#### [TAREA PENDIENTE]
Muestra cada línea de las entradas que contenga la palabra "accurate".

#### [CONTENIDO DEL CONJUNTO]

★ ★ ★ ★

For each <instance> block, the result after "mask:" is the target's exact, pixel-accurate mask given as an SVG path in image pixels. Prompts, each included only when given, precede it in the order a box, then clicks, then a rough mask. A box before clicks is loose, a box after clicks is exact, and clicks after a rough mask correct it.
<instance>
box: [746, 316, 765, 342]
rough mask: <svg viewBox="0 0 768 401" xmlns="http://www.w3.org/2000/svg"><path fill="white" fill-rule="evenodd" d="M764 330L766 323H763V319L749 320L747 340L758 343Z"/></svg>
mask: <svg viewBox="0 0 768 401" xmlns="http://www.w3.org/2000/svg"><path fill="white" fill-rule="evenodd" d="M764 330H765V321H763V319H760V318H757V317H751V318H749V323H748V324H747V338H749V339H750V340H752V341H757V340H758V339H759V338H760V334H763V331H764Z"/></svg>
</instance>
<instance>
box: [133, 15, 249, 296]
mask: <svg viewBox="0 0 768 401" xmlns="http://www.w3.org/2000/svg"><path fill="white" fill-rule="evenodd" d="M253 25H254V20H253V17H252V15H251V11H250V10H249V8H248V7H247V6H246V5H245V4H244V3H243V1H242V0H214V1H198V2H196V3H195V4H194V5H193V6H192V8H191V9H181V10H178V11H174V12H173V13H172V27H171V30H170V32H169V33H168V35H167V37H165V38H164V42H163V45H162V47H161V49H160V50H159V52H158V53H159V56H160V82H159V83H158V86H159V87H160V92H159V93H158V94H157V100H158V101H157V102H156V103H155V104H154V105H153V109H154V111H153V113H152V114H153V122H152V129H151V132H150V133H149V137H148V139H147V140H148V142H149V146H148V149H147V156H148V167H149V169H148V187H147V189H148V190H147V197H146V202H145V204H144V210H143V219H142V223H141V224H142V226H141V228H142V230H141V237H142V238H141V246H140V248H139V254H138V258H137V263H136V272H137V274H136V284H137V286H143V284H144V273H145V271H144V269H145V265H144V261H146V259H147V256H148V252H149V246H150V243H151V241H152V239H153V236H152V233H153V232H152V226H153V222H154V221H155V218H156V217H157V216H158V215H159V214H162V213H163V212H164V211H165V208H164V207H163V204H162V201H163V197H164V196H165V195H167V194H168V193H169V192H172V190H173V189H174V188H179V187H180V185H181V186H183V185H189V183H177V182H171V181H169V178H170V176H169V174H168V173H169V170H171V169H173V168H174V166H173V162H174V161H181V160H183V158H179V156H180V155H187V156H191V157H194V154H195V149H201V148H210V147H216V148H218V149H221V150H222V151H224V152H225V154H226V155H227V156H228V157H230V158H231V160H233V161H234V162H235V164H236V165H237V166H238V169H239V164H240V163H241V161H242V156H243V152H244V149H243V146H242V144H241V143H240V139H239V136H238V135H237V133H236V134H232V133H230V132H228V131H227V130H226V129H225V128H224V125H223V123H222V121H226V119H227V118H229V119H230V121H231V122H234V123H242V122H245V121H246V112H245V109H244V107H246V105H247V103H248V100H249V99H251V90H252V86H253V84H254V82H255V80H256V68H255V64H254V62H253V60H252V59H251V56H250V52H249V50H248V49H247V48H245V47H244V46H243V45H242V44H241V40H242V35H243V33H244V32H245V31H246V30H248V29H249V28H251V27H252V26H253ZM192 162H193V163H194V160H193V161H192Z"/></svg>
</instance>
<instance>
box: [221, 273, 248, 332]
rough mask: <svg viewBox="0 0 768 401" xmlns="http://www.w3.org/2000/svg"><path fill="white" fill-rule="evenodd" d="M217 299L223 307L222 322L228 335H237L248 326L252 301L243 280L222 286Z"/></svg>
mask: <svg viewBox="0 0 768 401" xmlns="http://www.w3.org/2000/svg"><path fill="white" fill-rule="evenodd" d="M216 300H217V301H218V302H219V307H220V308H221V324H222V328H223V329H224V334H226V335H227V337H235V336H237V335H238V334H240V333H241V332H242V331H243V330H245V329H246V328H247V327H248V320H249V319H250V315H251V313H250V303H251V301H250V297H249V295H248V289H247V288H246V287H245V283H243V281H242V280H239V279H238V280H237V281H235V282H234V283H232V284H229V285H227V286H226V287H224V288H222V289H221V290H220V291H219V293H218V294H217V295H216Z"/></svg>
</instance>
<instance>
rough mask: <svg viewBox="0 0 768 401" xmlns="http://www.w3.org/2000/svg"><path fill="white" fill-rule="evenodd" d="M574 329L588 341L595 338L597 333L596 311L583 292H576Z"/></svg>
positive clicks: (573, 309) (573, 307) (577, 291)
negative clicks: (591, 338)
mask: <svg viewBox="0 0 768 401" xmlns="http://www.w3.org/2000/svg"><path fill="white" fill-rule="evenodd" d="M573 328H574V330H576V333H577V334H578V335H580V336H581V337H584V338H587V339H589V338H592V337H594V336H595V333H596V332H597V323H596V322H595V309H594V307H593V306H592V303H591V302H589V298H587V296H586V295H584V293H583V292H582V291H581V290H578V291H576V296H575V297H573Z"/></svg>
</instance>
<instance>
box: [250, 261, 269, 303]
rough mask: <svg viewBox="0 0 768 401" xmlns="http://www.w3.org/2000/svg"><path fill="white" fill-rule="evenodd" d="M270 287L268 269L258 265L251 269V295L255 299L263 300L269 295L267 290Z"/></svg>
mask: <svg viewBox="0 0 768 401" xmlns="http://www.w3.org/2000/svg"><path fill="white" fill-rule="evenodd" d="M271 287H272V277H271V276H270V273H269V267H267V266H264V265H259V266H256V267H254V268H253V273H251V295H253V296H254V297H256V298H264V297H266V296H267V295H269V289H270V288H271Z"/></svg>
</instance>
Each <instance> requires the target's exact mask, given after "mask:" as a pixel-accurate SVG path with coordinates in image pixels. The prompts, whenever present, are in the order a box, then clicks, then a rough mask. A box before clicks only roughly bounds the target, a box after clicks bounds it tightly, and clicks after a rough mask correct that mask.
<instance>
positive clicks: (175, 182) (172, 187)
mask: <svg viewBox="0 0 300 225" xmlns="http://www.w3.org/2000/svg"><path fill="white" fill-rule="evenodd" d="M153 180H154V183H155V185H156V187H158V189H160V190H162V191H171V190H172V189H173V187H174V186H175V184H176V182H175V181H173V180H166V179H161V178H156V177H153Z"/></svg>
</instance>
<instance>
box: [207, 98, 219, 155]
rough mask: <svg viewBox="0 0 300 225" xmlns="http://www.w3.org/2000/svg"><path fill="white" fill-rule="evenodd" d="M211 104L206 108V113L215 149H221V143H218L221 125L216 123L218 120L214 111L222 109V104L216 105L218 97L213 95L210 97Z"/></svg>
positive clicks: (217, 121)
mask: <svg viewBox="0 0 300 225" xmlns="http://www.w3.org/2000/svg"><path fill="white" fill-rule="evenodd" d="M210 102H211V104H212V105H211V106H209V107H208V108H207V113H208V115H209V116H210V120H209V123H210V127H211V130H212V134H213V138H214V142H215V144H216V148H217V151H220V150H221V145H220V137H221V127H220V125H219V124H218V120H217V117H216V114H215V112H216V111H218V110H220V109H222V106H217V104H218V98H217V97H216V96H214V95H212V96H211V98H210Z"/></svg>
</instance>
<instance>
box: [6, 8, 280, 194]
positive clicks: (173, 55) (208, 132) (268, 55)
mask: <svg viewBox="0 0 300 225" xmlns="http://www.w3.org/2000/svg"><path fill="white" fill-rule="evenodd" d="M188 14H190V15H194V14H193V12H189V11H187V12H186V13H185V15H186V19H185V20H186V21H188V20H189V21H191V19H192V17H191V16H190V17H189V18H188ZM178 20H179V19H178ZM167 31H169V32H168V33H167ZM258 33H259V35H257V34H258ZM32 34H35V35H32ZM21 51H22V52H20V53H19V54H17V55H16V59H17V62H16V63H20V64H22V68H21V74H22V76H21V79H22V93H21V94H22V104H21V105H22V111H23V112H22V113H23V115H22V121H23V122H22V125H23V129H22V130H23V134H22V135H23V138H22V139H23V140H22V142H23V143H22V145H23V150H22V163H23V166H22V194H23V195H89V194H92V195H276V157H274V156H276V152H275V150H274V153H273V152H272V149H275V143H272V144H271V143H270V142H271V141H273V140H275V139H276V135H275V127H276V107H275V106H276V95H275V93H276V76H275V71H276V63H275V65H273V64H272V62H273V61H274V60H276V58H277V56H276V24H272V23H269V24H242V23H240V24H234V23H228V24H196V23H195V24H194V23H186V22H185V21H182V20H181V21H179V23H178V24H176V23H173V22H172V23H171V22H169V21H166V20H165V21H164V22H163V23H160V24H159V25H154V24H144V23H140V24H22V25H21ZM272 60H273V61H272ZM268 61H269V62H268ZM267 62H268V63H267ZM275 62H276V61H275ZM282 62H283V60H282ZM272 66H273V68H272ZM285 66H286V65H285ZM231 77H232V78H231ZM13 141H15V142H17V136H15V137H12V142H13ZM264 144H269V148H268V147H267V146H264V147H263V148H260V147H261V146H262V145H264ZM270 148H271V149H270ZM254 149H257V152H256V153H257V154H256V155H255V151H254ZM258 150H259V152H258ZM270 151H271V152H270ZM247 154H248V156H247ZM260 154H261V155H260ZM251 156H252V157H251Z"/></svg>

★ ★ ★ ★

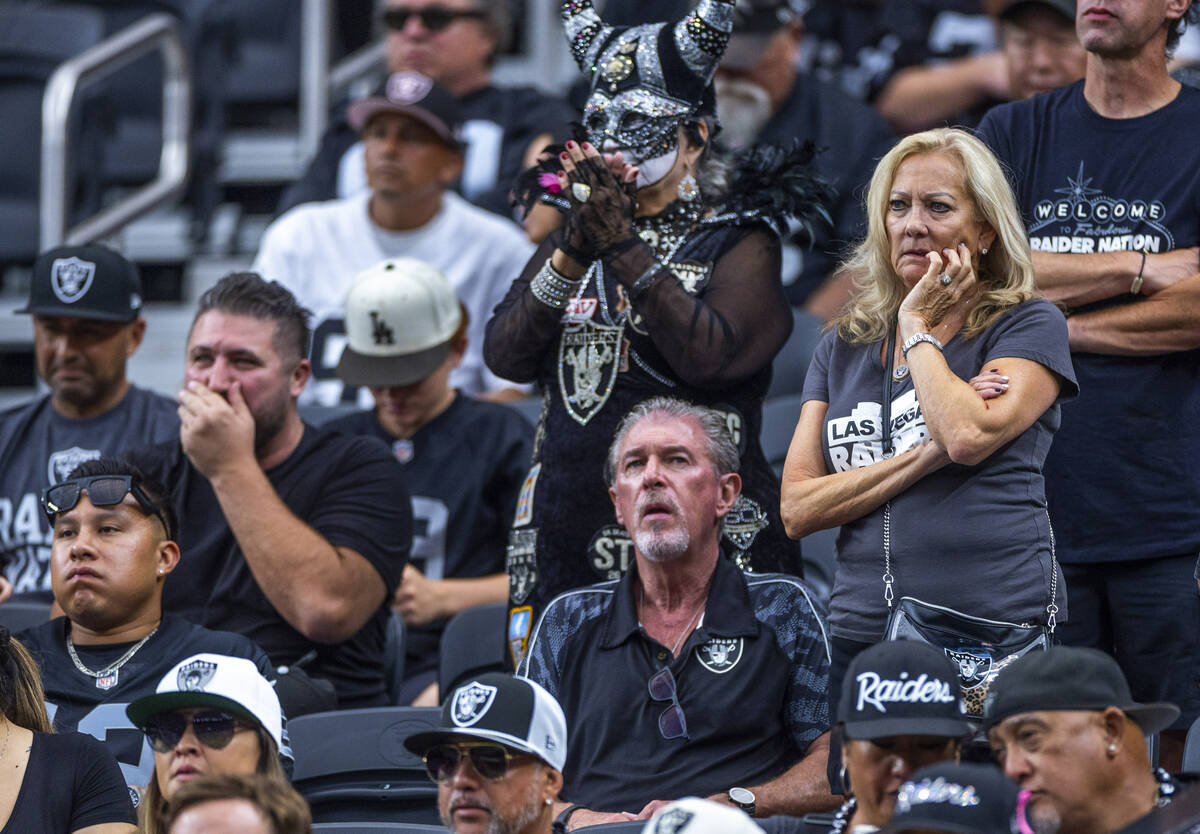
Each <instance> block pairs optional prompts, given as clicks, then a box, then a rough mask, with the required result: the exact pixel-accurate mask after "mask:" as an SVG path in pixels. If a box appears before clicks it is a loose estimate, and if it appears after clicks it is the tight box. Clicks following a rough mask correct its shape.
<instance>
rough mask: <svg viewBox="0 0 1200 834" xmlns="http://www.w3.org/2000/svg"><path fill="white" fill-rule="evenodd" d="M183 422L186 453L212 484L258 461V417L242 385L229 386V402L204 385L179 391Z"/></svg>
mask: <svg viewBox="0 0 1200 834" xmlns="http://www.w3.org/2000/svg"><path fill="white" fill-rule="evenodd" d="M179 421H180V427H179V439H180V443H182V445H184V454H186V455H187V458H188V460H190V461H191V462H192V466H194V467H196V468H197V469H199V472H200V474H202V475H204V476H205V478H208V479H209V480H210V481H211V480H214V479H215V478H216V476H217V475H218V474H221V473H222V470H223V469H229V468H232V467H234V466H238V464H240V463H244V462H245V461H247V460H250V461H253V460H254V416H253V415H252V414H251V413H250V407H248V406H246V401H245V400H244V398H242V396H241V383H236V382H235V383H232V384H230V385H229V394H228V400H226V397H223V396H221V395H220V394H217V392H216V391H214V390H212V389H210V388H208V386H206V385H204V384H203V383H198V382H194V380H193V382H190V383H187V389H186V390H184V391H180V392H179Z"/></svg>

★ ★ ★ ★

#### [RESPUESTA AL EJERCICIO]
For each <instance> block, the result after "mask:" is the target's exact, pixel-accurate mask given as an SVG path in image pixels. Prompts, each included only when given, precede it in the order a box, then clicks, then a rough mask. A box before clicks is loose, a box after clicks is exact, and clicks after a rough mask correct it.
Each <instance> requires the target's exact mask, given after "mask:" as a pixel-accurate SVG path with coordinates in image pixels. The prompts, whenever present, are in the order a box, then clicks, then a rough mask. A box before clicks only roughly bounds the target, a box after clicks bounds it tightly, and clicks after a rough mask correct that mask.
Each <instance> block pairs optional prompts, given as clicks, then a box, then a rough mask, with the required result: the exact pixel-accurate mask after "mask:" as an SVG path in pixels. If a box appears before clicks it is a loose estimate, and if it appears after clicks it is the tight box. Clicks following a rough mask correct its shape.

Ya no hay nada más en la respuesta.